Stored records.
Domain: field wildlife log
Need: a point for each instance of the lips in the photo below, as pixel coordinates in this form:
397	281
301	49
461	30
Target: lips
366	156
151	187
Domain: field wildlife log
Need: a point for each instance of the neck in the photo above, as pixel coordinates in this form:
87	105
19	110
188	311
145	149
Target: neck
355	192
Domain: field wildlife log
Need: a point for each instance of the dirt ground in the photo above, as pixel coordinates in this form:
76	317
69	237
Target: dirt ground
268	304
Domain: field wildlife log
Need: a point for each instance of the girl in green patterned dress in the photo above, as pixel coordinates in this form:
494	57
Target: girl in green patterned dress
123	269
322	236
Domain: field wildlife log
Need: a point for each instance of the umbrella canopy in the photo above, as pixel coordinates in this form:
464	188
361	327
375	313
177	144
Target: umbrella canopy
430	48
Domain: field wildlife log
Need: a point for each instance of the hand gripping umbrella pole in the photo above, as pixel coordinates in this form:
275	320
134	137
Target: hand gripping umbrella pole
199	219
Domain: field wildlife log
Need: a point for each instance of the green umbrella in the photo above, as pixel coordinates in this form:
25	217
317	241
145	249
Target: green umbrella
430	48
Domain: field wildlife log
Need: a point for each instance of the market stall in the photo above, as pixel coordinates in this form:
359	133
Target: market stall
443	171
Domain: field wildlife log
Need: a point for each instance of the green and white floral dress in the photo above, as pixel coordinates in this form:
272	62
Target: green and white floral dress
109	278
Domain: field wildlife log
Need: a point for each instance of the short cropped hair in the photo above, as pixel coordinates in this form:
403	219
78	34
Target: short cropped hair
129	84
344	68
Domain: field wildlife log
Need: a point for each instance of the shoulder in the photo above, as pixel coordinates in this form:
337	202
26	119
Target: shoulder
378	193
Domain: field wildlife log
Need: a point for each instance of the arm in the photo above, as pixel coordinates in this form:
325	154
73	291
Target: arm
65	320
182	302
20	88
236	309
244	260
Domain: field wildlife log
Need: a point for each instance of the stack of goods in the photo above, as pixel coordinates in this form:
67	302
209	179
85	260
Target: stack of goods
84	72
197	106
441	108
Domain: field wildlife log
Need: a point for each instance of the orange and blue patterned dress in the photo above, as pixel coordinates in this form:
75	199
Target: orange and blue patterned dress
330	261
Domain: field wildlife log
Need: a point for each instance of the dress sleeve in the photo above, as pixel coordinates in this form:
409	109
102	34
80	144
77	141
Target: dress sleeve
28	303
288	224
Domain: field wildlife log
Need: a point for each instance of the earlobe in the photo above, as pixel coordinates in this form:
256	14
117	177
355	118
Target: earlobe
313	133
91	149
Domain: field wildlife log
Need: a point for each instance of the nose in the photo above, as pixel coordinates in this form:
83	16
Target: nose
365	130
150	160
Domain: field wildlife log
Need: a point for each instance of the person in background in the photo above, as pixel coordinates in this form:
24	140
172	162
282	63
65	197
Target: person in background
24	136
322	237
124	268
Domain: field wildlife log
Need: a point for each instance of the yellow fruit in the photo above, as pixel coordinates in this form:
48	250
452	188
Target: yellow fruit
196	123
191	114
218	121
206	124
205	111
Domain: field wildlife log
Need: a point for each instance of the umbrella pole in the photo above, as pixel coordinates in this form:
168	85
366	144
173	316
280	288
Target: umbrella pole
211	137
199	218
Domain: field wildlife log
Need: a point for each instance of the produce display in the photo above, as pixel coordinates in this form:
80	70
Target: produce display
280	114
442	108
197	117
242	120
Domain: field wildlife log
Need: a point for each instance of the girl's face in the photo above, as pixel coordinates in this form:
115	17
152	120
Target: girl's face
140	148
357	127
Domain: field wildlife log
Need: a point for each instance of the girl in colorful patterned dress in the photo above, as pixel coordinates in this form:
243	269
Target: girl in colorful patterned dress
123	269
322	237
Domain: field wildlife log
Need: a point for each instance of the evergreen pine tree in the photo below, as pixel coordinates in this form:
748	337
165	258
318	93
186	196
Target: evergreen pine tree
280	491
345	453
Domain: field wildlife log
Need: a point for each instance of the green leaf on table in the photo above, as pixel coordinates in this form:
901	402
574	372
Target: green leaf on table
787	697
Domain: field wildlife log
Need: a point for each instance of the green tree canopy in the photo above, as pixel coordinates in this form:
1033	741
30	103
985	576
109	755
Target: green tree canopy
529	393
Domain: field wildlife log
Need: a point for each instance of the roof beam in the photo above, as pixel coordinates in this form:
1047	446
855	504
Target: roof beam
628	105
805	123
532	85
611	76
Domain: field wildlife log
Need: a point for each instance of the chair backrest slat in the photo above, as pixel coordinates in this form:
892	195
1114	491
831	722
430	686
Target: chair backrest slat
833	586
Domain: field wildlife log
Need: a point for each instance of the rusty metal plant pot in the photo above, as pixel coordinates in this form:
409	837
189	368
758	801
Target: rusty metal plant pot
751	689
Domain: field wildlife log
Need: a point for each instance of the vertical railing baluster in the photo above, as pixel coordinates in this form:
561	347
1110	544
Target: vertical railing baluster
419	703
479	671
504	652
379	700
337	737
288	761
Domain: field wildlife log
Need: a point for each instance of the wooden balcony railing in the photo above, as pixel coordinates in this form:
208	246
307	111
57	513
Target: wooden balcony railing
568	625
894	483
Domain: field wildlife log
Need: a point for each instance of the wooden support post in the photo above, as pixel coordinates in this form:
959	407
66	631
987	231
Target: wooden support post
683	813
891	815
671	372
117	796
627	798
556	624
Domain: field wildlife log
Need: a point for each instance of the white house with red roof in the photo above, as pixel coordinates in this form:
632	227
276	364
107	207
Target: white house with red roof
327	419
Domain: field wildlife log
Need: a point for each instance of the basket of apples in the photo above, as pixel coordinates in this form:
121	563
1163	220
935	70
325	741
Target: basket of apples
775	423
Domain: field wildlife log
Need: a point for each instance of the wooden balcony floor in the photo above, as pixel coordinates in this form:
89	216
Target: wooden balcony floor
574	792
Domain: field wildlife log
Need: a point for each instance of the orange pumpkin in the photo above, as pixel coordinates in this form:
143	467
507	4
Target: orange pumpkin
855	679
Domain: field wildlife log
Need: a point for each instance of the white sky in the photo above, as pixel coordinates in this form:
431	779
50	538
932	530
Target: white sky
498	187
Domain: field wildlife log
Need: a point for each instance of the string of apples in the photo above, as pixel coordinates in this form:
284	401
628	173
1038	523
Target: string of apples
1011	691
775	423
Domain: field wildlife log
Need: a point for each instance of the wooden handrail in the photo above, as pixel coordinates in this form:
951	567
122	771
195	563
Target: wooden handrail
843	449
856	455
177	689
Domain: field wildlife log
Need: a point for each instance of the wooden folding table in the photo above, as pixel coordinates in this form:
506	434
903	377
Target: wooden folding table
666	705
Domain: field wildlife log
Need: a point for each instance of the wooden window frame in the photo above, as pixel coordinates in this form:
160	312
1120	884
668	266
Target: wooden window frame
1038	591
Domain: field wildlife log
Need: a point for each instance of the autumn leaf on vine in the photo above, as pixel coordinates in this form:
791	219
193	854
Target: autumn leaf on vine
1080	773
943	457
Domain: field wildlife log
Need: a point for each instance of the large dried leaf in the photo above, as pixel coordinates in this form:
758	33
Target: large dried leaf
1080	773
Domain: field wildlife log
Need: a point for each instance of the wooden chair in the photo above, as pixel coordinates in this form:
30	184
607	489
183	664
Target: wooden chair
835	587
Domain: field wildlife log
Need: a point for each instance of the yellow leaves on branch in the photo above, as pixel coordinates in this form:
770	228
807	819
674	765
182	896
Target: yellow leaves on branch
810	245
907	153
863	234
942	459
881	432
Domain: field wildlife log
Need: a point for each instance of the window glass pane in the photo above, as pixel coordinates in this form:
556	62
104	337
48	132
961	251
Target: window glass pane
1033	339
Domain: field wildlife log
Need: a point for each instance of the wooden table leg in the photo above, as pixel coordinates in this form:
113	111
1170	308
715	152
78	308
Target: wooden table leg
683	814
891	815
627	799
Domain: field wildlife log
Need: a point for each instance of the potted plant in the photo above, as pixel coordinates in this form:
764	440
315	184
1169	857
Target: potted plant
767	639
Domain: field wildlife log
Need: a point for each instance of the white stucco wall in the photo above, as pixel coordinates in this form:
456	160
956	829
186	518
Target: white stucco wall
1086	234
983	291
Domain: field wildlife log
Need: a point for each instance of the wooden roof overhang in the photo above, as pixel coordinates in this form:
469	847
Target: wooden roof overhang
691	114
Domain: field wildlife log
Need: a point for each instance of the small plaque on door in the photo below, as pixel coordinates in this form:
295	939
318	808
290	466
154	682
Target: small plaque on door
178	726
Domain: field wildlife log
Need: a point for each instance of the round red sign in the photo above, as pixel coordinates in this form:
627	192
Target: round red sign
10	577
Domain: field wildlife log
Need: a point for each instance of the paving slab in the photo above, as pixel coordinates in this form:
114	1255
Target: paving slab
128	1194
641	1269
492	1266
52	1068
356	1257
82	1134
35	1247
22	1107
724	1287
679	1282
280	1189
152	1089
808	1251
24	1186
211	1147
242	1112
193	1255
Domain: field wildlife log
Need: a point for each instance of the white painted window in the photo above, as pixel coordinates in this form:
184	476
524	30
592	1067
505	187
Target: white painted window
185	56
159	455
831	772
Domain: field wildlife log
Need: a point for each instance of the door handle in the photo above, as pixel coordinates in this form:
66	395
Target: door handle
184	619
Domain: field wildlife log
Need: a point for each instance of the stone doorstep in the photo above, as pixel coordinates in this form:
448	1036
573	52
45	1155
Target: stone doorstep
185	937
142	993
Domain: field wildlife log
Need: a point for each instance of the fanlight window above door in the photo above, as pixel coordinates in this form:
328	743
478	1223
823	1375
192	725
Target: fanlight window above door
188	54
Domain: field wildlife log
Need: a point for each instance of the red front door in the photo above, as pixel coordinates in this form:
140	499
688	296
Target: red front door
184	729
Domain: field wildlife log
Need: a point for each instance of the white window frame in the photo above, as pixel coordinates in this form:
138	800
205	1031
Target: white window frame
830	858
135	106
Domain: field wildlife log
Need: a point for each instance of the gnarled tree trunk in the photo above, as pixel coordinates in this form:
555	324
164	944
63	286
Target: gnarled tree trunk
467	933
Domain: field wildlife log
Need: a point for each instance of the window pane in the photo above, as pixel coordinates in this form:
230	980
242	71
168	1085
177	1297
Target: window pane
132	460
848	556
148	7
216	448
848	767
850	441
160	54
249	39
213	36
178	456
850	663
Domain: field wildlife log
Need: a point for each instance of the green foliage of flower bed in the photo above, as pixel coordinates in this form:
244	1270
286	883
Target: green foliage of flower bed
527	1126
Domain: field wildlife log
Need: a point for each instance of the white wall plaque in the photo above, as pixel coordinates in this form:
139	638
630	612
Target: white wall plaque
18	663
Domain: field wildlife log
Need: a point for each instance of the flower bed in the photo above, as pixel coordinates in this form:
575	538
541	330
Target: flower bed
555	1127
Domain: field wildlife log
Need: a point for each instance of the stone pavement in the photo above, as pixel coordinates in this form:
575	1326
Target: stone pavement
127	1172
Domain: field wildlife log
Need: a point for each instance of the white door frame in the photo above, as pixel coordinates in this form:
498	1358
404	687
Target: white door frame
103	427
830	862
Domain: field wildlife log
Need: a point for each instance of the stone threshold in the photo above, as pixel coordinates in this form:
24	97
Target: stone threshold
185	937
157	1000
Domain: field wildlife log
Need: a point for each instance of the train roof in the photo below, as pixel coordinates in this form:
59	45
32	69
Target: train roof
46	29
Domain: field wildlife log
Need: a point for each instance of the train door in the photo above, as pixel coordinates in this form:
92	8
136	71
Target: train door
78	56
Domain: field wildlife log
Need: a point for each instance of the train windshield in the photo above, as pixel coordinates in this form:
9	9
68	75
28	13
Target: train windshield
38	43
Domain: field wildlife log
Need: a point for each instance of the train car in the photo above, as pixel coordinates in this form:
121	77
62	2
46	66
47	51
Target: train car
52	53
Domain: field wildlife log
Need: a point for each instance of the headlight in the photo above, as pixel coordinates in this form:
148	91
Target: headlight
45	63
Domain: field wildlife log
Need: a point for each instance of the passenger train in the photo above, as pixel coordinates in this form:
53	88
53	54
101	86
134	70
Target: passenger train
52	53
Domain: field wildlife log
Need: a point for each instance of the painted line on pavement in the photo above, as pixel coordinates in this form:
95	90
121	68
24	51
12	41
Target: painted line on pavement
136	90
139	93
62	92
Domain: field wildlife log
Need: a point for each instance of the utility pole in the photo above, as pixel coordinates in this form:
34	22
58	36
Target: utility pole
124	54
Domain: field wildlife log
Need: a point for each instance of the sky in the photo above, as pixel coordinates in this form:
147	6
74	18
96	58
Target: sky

HOW TO COMPLETE THIS TASK.
Of the lines above, count those containing the word "below", and give the number by itself.

TASK ANSWER.
4